**Aim:** Find every line in the material below that contains the string "earth", matching case exactly, and copy each of those lines.

**Material supplied:**
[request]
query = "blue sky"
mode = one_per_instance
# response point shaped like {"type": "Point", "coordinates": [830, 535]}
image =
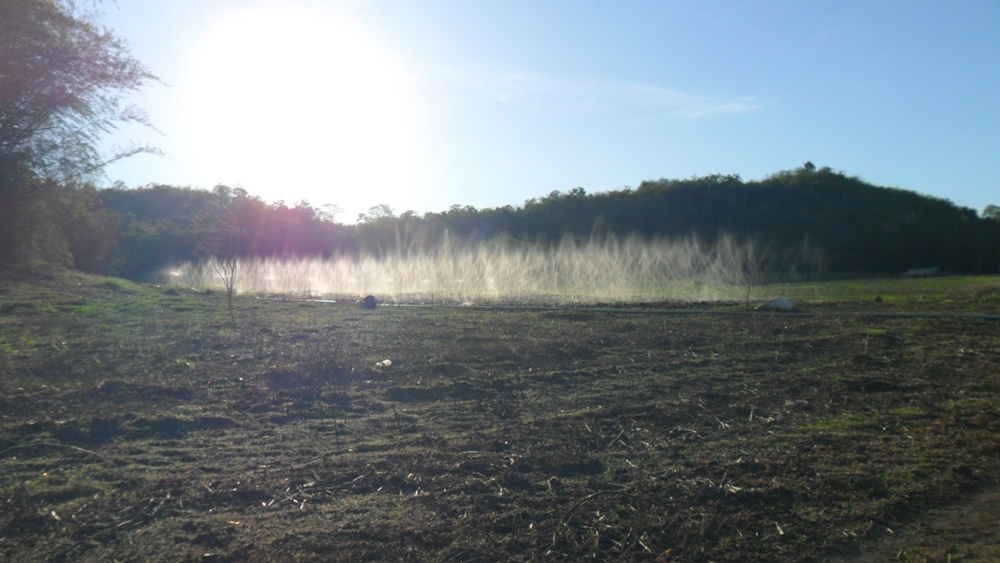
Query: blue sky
{"type": "Point", "coordinates": [427, 104]}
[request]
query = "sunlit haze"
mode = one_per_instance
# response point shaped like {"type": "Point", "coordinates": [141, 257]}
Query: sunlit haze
{"type": "Point", "coordinates": [423, 105]}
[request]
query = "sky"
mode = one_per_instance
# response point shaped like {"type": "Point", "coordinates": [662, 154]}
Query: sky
{"type": "Point", "coordinates": [425, 105]}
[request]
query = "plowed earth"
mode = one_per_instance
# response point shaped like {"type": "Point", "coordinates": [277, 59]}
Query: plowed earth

**Reply to the exercise:**
query = "plowed earth"
Query: plowed earth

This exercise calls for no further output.